### [EXTRACT PROVIDED]
Reduce allocations in @distributed for

I’m doing some cheap operations on a set of huge SharedArrays, i.e. computing the distance from x,y,z.

using Distributed
addprocs(40);
@everywhere using SharedArrays

function compute_distance(result::SharedArray, pos::SharedArray)
    @sync @distributed for i = 1:size(pos,2)
        result[i] = sqrt(pos[1,i]^2 + pos[2,i]^2 + pos[3,i]^2)
    end
end

Is it always better to write this with a local variable, which I assume is broadcast to each worker process, to prevent allocations? For example,

function compute_distance(result::SharedArray, pos::SharedArray)
    temp = 0.0
    @sync @distributed for i = 1:size(input,2)
        result[i] = pos[1,i]^2
        temp = pos[2,i]^2
        result[i] += temp
        temp = pos[3,i]^2
        result[i] += temp
        result[i] = sqrt(result[i])
    end
end

This seems sort of ugly!

Why are you using Distributed for such a cheap calculation? I doubt the benefit exceeds the overhead.

Threads should be more appropriate if you really want to run the distance calculations in parallel. (It may be worth trying the 1.3 alpha branch as there has been a lot of work on multithreading recently.)

### [GIVEN RECORDS]

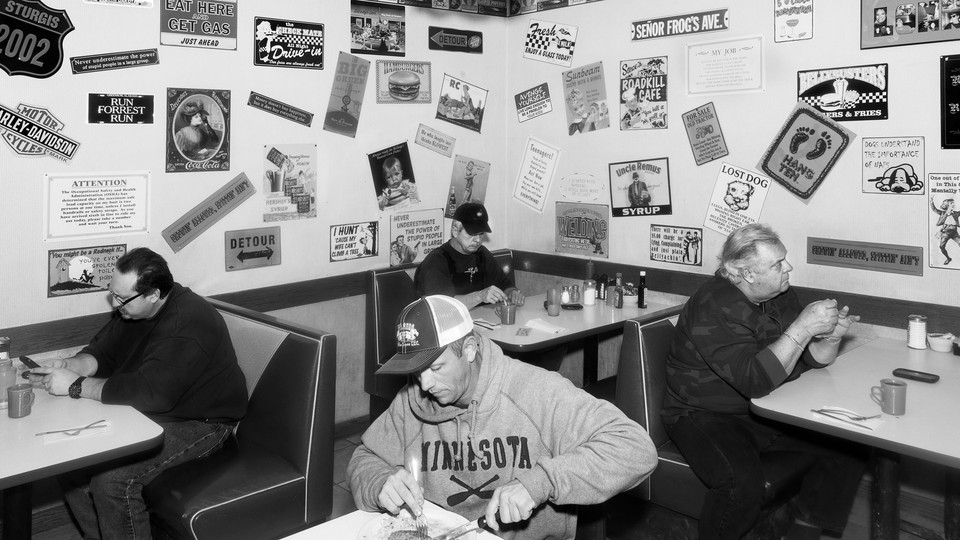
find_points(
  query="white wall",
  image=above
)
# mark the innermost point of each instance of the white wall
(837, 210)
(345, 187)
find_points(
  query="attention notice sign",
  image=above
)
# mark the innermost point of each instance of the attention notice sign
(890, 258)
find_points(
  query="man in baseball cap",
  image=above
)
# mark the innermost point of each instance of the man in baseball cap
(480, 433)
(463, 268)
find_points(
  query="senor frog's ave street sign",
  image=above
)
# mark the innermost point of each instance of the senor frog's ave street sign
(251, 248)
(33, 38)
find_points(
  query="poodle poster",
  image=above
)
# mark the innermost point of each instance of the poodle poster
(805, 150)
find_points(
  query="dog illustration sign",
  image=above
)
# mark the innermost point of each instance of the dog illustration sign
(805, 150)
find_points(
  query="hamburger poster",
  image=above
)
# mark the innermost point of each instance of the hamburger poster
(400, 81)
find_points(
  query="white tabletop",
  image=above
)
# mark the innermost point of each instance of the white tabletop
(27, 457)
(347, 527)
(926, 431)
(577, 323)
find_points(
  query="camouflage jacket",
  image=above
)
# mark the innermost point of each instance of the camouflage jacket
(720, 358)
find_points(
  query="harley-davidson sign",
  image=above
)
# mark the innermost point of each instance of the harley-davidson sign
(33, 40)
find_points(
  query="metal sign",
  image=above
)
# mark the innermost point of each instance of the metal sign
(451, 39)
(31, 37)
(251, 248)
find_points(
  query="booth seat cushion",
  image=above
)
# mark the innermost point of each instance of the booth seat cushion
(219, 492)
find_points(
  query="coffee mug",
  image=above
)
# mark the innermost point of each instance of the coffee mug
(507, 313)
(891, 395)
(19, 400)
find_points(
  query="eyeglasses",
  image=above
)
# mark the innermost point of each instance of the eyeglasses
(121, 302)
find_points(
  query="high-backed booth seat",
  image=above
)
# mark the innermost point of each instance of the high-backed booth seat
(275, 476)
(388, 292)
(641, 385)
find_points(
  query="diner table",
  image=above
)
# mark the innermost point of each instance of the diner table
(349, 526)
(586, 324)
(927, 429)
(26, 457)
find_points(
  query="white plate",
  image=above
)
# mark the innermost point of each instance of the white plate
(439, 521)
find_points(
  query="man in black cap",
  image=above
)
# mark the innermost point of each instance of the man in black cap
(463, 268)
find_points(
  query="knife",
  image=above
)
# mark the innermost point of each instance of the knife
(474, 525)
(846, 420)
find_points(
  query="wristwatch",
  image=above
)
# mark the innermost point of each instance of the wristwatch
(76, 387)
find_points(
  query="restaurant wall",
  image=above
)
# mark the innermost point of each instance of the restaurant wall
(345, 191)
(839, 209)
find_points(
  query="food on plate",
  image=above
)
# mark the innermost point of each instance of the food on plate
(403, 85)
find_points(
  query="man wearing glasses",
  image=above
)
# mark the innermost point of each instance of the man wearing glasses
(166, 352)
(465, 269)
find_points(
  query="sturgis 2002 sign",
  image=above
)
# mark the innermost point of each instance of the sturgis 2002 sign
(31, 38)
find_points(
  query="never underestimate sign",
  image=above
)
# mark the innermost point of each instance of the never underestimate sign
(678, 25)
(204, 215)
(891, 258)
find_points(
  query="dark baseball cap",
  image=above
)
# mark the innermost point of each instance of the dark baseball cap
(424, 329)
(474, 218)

==

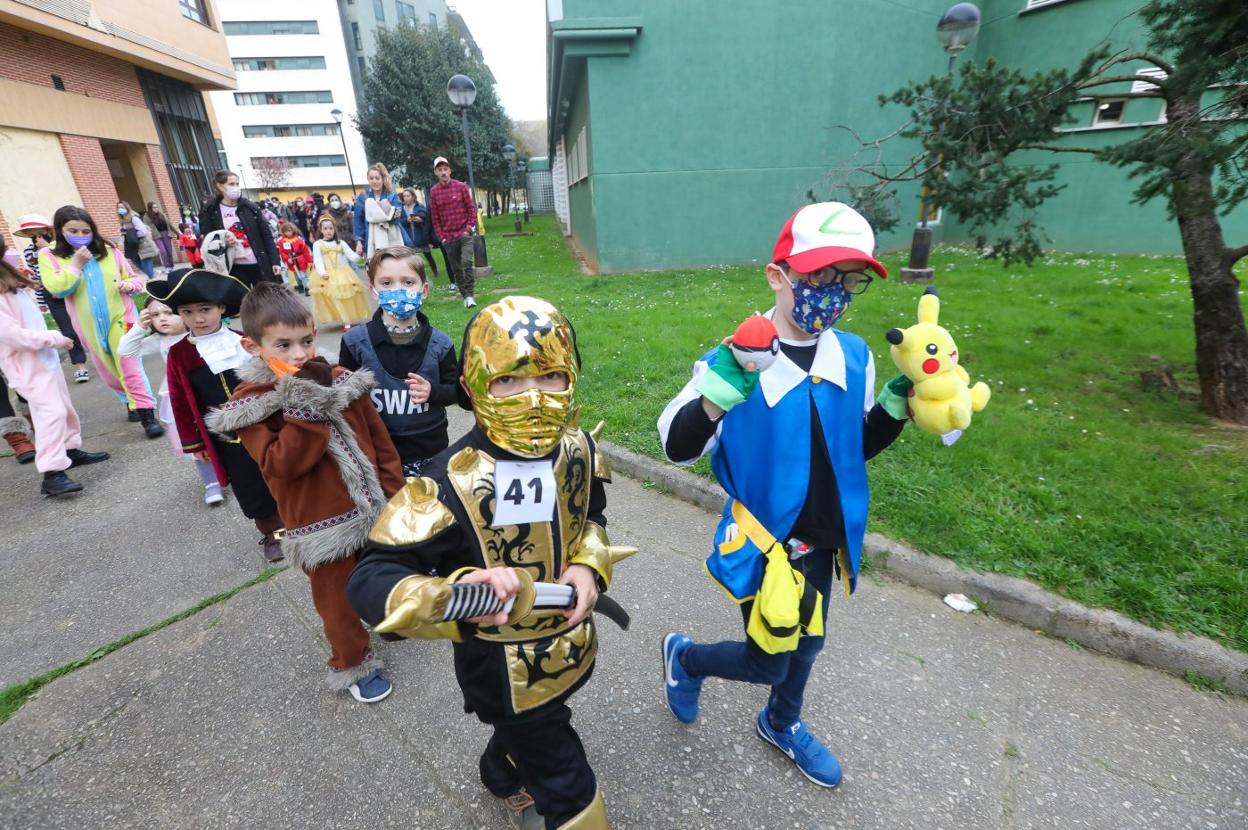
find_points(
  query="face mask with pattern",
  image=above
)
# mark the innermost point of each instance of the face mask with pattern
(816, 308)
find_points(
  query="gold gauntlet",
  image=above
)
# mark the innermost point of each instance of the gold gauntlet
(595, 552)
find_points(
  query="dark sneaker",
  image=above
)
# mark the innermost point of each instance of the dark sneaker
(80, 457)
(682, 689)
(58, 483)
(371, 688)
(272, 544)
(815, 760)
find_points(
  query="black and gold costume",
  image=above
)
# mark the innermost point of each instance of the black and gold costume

--

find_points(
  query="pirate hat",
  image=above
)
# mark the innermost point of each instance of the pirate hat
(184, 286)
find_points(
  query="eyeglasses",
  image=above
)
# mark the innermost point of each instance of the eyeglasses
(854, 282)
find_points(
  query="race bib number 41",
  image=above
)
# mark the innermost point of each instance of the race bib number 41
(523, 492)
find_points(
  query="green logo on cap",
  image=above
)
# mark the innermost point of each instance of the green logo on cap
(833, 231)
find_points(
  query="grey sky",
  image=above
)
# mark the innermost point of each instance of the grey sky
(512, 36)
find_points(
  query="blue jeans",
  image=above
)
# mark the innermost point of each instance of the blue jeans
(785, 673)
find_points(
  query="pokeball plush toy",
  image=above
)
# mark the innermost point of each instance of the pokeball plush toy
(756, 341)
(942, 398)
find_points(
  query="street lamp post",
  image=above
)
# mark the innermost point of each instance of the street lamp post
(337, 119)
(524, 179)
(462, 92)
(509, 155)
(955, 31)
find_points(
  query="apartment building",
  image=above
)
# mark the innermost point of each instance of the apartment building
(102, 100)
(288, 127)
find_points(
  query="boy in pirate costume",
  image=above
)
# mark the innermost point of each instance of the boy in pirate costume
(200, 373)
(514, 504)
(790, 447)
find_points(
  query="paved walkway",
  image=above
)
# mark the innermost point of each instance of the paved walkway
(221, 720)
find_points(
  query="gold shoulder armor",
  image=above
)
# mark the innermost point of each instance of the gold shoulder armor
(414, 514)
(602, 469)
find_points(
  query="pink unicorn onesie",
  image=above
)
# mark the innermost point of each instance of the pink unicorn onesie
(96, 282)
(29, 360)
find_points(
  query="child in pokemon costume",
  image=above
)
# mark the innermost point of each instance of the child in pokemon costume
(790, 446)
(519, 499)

### [TO BE DONE]
1. Retype the forum thread from "result[i] = pos[1,i]^2" to "sort of ugly!".
2. Which macros appear in the code in the forum thread?
The entries above come from a different source than the forum thread.

### [SOLUTIONS TO THE PROBLEMS]
1.
result[i] = pos[1,i]^2
        temp = pos[2,i]^2
        result[i] += temp
        temp = pos[3,i]^2
        result[i] += temp
        result[i] = sqrt(result[i])
    end
end

This seems sort of ugly!

2. @everywhere, @sync, @distributed